▶ Requirement
Reproduce every one of the records below verbatim, leaving the pictures out of your copy.

▶ Object pointing dataset rows
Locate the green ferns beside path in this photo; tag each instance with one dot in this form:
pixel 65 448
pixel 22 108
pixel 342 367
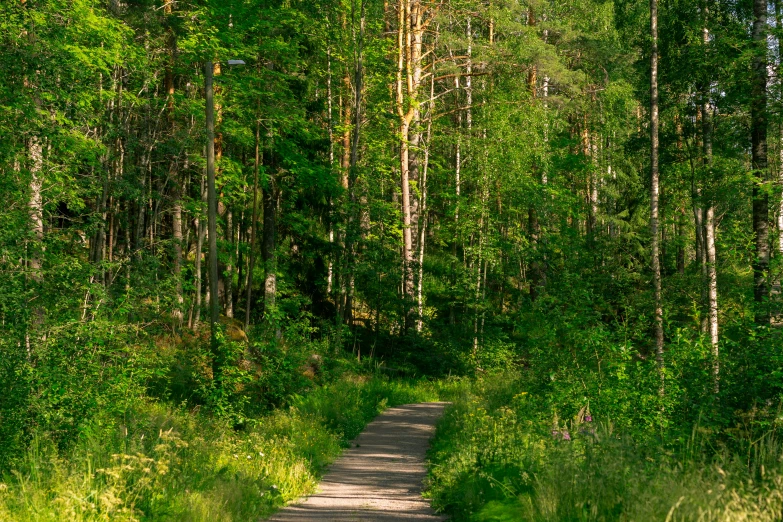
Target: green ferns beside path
pixel 495 458
pixel 176 466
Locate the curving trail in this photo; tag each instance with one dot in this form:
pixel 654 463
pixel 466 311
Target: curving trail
pixel 379 479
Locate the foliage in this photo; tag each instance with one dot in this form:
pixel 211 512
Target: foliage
pixel 161 463
pixel 501 453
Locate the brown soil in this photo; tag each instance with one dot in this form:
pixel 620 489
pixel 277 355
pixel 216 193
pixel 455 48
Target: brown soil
pixel 379 479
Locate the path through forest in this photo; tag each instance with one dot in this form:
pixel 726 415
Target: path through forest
pixel 379 478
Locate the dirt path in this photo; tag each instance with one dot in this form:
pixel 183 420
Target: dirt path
pixel 379 479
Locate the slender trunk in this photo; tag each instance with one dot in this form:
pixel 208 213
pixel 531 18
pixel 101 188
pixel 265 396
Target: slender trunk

▶ Solution for this task
Locate the green ferns beside path in this photo; tag each instance with one dot in this form:
pixel 65 448
pixel 22 108
pixel 342 367
Target: green ferns beside path
pixel 495 458
pixel 176 466
Locate the curving trail in this photo; tag each instance with one dot in this form:
pixel 654 463
pixel 466 311
Target: curving trail
pixel 379 479
Locate the foliage in this photo; tag each instance with one dot in this form:
pixel 211 512
Target: foliage
pixel 161 463
pixel 501 453
Locate the brown soil in this photo; tag each instance with one dot in this form:
pixel 620 489
pixel 277 355
pixel 216 193
pixel 455 48
Target: brown soil
pixel 379 479
Locate the path through forest in this photo; tag each instance with one dot in this form:
pixel 726 415
Target: path through forest
pixel 379 478
Locate the dirt path in this photo; tag each instance with one dot in this form:
pixel 183 420
Target: dirt path
pixel 379 479
Locate the slender trunk in this photo; tag each instance with one dot in this form:
pixel 208 213
pixel 531 18
pixel 101 188
pixel 265 396
Target: slender trunk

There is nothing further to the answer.